Dataset excerpts on object pointing

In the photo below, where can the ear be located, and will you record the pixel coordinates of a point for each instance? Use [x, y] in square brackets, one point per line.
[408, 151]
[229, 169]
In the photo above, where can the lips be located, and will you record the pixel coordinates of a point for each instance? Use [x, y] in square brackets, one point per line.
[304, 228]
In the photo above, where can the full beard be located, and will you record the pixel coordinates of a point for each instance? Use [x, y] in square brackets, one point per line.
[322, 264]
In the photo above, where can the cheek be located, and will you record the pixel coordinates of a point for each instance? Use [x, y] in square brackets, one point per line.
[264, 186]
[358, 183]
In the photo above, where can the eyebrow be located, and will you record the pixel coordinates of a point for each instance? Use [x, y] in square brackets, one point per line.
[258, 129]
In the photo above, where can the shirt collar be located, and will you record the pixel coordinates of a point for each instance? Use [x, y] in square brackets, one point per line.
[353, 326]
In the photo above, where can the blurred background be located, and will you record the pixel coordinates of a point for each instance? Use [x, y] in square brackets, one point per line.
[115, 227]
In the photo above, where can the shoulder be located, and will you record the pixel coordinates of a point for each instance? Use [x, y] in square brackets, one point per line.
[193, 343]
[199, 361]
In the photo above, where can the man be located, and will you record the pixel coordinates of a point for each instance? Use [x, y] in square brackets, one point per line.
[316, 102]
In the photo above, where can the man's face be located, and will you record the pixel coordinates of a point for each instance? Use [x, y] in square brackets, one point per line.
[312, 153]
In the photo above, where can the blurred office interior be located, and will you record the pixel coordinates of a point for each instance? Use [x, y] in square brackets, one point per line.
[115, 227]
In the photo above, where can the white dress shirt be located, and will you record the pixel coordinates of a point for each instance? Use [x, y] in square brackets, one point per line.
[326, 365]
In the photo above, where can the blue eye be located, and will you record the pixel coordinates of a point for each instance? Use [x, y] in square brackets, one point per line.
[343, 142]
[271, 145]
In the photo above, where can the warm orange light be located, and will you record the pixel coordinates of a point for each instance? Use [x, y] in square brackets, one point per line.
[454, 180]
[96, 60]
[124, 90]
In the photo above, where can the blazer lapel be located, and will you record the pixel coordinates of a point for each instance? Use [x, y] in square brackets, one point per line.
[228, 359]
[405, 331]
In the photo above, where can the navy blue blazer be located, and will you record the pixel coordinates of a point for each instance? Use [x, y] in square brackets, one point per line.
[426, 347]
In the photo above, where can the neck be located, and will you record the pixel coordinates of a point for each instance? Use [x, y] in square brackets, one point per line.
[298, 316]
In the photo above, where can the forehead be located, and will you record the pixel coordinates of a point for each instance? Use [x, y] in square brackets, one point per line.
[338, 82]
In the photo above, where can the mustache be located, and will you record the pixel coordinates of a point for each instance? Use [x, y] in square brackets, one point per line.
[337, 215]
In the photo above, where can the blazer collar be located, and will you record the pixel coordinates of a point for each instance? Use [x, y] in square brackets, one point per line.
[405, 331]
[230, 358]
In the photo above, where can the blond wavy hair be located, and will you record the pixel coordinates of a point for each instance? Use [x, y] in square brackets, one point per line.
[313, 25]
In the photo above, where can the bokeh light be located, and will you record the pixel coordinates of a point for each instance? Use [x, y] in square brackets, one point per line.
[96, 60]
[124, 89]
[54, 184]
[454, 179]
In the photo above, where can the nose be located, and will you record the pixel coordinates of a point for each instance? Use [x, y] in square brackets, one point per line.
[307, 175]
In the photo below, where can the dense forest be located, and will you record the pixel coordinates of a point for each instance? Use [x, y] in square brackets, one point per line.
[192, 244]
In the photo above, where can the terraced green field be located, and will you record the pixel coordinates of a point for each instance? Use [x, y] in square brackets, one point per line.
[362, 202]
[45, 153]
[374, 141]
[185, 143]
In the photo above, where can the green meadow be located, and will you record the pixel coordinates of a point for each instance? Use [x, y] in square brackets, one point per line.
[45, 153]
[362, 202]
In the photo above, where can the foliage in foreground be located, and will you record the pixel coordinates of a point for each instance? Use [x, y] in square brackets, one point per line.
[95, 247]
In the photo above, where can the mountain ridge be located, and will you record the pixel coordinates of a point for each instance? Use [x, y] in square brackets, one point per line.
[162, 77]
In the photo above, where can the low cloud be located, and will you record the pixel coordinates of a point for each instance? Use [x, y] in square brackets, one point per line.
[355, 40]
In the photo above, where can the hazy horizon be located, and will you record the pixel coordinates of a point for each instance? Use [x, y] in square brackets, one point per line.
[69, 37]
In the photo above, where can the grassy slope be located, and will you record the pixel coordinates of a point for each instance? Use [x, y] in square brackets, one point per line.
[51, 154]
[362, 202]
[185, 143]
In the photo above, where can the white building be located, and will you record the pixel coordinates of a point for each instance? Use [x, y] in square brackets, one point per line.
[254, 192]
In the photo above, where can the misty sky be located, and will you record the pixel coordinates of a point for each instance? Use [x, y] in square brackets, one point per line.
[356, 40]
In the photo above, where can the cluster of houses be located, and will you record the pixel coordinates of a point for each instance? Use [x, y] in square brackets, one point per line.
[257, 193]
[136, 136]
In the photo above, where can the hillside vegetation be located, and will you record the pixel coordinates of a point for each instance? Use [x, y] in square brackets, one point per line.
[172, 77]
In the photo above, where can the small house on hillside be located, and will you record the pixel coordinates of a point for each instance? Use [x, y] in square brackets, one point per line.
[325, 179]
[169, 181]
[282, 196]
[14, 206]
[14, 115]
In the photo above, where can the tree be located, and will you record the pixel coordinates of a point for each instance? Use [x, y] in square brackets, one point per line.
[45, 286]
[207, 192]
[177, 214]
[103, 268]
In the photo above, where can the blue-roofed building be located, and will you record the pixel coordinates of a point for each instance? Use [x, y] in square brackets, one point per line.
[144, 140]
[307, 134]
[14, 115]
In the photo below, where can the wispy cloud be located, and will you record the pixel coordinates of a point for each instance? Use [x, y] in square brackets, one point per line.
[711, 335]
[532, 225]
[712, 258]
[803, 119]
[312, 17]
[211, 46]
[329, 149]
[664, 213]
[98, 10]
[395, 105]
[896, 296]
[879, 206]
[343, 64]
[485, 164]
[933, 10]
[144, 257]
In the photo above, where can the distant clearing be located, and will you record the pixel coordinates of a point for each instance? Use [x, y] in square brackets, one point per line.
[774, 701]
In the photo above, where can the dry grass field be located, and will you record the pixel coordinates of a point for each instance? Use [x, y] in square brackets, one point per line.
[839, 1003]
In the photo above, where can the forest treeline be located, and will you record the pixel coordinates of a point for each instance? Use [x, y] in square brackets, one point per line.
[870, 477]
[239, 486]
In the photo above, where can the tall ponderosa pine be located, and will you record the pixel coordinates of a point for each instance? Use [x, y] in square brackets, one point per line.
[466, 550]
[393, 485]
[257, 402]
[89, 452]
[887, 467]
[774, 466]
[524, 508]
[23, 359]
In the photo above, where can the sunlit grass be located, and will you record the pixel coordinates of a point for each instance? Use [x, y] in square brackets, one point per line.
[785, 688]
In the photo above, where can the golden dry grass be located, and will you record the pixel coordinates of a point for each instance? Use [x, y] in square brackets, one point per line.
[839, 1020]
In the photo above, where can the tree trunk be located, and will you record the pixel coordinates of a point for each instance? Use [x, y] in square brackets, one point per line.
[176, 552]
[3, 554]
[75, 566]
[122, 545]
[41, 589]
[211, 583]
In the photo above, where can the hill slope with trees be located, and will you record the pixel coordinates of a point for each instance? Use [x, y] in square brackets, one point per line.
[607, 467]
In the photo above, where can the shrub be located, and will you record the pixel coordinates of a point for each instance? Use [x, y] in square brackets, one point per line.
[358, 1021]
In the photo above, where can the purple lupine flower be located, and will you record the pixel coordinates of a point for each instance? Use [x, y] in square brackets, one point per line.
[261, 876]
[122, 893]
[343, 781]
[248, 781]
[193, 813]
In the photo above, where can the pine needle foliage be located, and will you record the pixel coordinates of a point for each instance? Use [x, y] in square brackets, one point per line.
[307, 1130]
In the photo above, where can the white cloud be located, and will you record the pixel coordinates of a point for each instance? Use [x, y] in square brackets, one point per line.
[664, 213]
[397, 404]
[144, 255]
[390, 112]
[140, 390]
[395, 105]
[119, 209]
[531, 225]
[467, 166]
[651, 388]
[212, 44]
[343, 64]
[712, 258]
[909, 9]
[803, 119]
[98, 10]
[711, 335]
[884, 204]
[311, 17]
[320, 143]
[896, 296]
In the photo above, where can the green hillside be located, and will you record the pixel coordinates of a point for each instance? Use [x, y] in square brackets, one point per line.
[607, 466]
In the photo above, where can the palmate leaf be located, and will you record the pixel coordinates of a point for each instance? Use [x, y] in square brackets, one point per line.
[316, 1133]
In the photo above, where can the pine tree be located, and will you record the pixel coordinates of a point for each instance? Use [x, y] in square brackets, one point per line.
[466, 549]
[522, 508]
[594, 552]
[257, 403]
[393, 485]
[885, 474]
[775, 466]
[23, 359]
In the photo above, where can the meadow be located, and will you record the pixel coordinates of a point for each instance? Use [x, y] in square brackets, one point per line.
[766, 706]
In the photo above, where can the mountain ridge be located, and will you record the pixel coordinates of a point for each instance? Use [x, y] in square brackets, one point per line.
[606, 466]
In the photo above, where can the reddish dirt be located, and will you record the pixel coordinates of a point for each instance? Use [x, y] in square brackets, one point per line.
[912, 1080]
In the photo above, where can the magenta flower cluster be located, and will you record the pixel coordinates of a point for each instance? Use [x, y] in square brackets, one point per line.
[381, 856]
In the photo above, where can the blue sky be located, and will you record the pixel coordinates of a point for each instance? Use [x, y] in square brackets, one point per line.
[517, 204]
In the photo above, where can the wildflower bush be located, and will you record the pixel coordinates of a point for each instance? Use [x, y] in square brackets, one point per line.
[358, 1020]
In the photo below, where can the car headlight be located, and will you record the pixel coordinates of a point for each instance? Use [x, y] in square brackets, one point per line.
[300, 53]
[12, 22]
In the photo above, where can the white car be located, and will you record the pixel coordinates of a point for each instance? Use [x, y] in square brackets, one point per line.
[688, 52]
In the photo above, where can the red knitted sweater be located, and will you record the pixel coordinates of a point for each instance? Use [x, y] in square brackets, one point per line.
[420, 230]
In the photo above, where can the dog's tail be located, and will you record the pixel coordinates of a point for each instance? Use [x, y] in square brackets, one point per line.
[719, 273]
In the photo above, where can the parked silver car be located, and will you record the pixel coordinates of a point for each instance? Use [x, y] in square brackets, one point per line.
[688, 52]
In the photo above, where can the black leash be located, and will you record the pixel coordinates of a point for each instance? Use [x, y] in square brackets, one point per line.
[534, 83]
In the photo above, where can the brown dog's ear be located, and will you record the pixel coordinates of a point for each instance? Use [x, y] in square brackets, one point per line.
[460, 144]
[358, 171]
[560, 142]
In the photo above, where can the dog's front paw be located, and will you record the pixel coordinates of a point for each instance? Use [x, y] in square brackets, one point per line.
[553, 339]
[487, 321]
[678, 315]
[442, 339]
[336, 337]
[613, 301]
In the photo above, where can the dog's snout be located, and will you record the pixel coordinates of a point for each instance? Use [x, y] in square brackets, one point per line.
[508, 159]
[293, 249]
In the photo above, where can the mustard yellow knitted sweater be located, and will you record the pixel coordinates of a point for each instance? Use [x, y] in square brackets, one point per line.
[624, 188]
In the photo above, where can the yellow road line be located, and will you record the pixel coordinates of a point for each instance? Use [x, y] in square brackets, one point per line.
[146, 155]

▶ **WRITTEN EXERCISE**: Rewrite every line from the one containing "In the photo above, where can the dog's front" through the end of the items, inclusive, and add 148 to each coordinate value in the answers while leaving all other text unchanged.

▶ **SOLUTION BELOW**:
In the photo above, where can the dog's front paw be located, and will you record the pixel coordinates of a point for each instance? Use [x, y] in square brackets, one point per line.
[701, 487]
[635, 469]
[826, 463]
[590, 487]
[484, 485]
[761, 449]
In the photo above, where can the dog's snout be located, and will you record the pixel coordinates of a point for each instance? Use [x, y] in square brackets, one point per line.
[656, 307]
[441, 397]
In the photo above, where can the mustard yellow knitted sweater be located, and will you record the pixel coordinates of a point for each instance? Use [x, y] in square brackets, one point per line.
[772, 336]
In the photo above, where can the yellow road line be located, and will you record the pixel coordinates of a point for each instance? Use [x, y] in square brackets, one point per line.
[294, 303]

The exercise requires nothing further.